• _WORK TO COMPLETE_
Copy out all the data, word for word.

## start ENTRIES SHOWN

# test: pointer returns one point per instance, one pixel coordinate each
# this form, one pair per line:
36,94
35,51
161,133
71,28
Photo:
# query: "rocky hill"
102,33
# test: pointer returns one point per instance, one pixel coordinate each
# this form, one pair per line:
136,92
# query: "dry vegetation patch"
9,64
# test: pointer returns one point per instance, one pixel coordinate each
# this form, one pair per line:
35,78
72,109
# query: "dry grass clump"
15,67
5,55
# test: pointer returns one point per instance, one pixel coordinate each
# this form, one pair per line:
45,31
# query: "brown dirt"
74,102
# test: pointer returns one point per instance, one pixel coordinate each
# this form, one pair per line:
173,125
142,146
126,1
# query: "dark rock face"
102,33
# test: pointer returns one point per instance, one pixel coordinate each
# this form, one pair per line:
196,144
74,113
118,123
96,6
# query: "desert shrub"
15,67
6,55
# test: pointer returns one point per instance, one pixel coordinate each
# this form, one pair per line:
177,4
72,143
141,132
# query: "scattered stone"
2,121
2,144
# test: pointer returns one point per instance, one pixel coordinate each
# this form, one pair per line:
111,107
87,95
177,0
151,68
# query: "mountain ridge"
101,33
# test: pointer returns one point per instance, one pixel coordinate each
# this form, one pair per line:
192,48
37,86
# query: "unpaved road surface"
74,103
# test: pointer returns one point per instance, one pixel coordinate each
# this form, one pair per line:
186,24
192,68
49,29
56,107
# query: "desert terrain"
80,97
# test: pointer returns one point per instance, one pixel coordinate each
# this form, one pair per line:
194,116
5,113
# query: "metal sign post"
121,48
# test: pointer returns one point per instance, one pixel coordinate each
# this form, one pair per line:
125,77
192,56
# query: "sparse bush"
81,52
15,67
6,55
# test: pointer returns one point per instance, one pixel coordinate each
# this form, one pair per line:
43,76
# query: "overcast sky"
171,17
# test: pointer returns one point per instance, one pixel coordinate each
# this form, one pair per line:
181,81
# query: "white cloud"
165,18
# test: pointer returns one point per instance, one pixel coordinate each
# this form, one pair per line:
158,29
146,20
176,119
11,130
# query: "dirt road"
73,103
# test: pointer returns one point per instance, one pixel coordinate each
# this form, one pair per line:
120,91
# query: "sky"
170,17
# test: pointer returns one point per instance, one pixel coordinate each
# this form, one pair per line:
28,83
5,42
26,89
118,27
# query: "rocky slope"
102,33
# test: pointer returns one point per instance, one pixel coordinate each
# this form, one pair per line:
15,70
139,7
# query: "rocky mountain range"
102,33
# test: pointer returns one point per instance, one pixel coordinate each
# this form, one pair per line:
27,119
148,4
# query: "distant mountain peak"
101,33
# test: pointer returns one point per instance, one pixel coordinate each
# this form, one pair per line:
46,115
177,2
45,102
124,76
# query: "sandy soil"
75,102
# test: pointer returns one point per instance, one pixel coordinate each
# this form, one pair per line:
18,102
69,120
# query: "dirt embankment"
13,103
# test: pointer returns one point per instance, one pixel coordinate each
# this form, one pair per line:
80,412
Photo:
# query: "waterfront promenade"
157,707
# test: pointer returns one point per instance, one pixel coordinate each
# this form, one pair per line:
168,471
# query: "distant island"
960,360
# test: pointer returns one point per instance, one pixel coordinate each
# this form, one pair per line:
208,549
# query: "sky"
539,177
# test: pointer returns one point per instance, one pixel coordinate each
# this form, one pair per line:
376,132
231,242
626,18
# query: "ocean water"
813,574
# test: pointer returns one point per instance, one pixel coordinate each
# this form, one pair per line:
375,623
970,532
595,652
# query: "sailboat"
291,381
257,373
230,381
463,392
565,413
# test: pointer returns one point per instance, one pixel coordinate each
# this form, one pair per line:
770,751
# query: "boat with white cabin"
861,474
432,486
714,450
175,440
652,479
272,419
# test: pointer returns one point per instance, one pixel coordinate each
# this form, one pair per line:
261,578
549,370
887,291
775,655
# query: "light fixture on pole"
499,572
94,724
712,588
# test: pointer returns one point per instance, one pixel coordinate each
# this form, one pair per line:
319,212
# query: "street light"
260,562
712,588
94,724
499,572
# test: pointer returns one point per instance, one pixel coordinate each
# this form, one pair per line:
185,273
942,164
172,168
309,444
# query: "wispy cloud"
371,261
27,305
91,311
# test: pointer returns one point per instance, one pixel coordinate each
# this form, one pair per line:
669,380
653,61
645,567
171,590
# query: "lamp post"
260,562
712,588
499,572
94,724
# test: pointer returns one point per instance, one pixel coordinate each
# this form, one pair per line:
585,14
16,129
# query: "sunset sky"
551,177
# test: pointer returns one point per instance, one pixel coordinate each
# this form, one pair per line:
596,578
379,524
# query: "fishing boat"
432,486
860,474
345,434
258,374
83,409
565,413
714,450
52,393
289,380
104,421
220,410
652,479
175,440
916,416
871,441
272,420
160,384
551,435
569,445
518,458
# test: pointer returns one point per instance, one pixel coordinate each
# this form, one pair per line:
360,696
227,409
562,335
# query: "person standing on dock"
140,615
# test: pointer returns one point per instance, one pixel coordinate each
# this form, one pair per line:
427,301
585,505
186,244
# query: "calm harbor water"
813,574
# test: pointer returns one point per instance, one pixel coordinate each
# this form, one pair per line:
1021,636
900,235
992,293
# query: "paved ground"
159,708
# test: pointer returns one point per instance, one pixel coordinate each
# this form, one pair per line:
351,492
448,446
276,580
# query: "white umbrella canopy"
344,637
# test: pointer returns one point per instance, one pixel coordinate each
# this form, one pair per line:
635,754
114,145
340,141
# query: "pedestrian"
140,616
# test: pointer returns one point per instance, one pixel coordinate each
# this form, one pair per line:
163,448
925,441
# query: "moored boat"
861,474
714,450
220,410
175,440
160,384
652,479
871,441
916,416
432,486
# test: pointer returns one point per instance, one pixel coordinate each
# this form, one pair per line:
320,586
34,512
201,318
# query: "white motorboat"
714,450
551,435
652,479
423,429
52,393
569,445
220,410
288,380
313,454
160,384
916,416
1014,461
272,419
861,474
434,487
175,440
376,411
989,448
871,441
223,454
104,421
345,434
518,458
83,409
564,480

## end ENTRIES SHOWN

• _RESULT FOR THIS TASK_
# test: pointer returns one point per instance, one pixel coordinate each
# this form, one pair per line:
36,94
35,51
161,133
71,28
Photo:
# query: "rocky hill"
102,33
# test: pointer returns one point per instance, one pixel coordinate each
# this form, one pair per line:
136,92
# query: "dry vegetation patch"
9,64
# test: pointer returns one point per instance, one pixel coordinate each
# this form, one pair per line:
35,78
72,109
# query: "dry grass clump"
15,67
5,55
# test: pointer returns one point per instance, one pixel coordinate each
# this form, one pair per line:
45,31
# query: "brown dirt"
74,102
# test: pointer returns one point per instance, one pixel coordinate each
# this form, one pair per line:
173,125
142,146
126,1
# query: "dark rock face"
102,33
# test: pointer returns one point per instance, one pixel coordinate each
# this form, one pair per line:
196,144
74,113
118,123
96,6
# query: "desert shrub"
15,67
6,55
# test: pointer returns one point per instance, one pixel coordinate each
# this form, one pair per line:
177,4
72,143
141,132
# query: "scattered stone"
2,121
2,144
# test: pointer returns one point per instance, one pixel coordinate each
# this form, one pair per line:
111,107
87,95
177,0
151,68
# query: "mountain ridge"
101,33
# test: pointer returns one point per instance, one pixel coordinate each
# this form, one pair per line:
192,48
37,86
# query: "unpaved road surface"
74,103
# test: pointer returns one point per instance, one pixel coordinate each
# this form, one pair per line:
186,24
192,68
49,29
56,107
# query: "desert terrain"
80,97
# test: pointer returns one point per instance, one pixel coordinate each
# this form, one pair per line:
194,116
5,113
# query: "metal sign post"
121,48
# test: pointer returns one point per instance, one pixel coordinate each
# this form, one pair per line:
125,77
192,56
# query: "sparse bush"
81,52
15,67
6,55
# test: pointer returns one point per instance, one pixel coordinate each
# this form, one pair per line:
43,76
# query: "overcast sky"
171,17
# test: pointer returns one point per instance, one pixel coordinate each
# this form, one pair per line:
181,81
# query: "white cloud"
165,18
# test: pointer returns one point per instance, one pixel coordinate each
# this form, one pair per line:
158,29
146,20
176,119
11,130
# query: "dirt road"
73,103
# test: pointer returns one point per instance, one pixel coordinate each
# this form, one pair per line:
120,91
# query: "sky"
170,17
# test: pointer returns one point per instance, one pixel coordinate each
# this form, one pair per line:
28,83
5,42
26,89
118,27
# query: "rocky slope"
102,33
# test: pointer returns one point per instance, one pixel coordinate each
# this form, one pair per line:
15,70
139,7
# query: "rocky mountain range"
102,33
# test: pointer returns one point per instance, one pixel coordinate each
# this form, one pair per line:
27,119
148,4
# query: "distant mountain peak"
101,33
# test: pointer returns one point per instance, one pixel coordinate each
# this form, one pair per line:
46,115
177,2
45,102
124,76
# query: "sandy soil"
75,102
# test: pointer returns one point per instance, one pixel coordinate each
# this form, one pair per line:
18,102
69,120
# query: "dirt embankment"
13,103
# test: pointer returns one point per instance, one pixel coordinate each
# this form, one pair per line:
80,412
Photo:
# query: "waterfront promenade"
157,707
# test: pointer returns one point per instance, one pixel coordinate each
# this form, one pair per line:
168,471
# query: "distant island"
960,360
# test: pointer returns one point per instance, one pixel coordinate each
# this form, one pair per line:
208,549
# query: "sky"
539,177
# test: pointer returns one point per instance, one pixel coordinate each
# this form, one pair per line:
376,132
231,242
626,18
# query: "ocean water"
813,574
# test: pointer returns one point per instance, one pixel coordinate each
# this form, one pair per line:
375,623
970,532
595,652
# query: "sailboat"
291,381
257,373
230,381
463,392
565,413
# test: pointer returns one point per instance, one pixel coordinate each
# this form, one pair per line:
770,751
# query: "boat with white cabin"
861,474
432,486
714,450
175,440
652,479
272,419
# test: pointer returns one point per instance, one pixel coordinate each
# this form, one pair per line:
261,578
549,370
887,291
775,655
# query: "light fixture on pole"
499,572
94,724
712,588
# test: pointer returns one point per instance, one pixel coordinate each
# this form, one pair per line:
319,212
# query: "street light"
260,562
712,588
94,724
499,572
# test: pointer returns one point per instance, one pixel coordinate each
# this form, one pair per line:
185,273
942,164
172,168
309,444
# query: "wispy cloud"
371,261
27,305
91,311
# test: pointer returns one point per instance, one pixel coordinate each
# this form, one pair per line:
669,380
653,61
645,567
171,590
# query: "lamp post"
260,562
712,588
499,572
94,724
# test: pointer returns one point per instance, one pixel coordinate each
# this form, one pair per line:
585,14
16,129
# query: "sunset sky"
551,177
# test: pointer returns one point per instance, one pixel coordinate each
# this form, one pair per line:
596,578
379,524
# query: "fishing boat"
432,486
860,474
345,434
258,374
83,409
565,413
714,450
52,393
289,380
104,421
220,410
652,479
175,440
916,416
871,441
272,420
160,384
551,435
569,445
518,458
# test: pointer returns one point per instance, one pixel coordinate each
# this form, one pair per line:
360,696
227,409
562,335
# query: "person standing on dock"
140,615
# test: pointer returns one point per instance, one pixel coordinate each
# this form, one pair per line:
427,301
585,505
186,244
# query: "calm harbor water"
813,574
# test: pointer returns one point per instance, one pixel coordinate each
# this form, one pair per line:
1021,636
900,235
992,293
# query: "paved ground"
159,708
# test: pointer returns one point per instance, one pixel coordinate each
# this form, one pair per line:
351,492
448,446
276,580
# query: "white umbrella canopy"
344,637
# test: pointer returns one point per instance, one pixel coordinate each
# this form, one pair per line:
635,754
114,145
340,141
# query: "pedestrian"
140,616
# test: pointer returns one point per instance, one pixel coordinate each
# this form, one pair per line:
163,448
925,441
# query: "moored boat"
861,474
714,450
220,410
175,440
160,384
652,479
871,441
916,416
432,486
# test: pointer returns one point per instance, one pixel coordinate each
# this form, one pair per line:
320,586
34,512
201,318
# query: "white motorboat"
714,450
551,435
652,479
423,429
52,393
569,445
220,410
288,380
313,454
160,384
916,416
1014,461
272,419
861,474
434,487
175,440
376,411
989,448
871,441
223,454
104,421
345,434
518,458
83,409
564,480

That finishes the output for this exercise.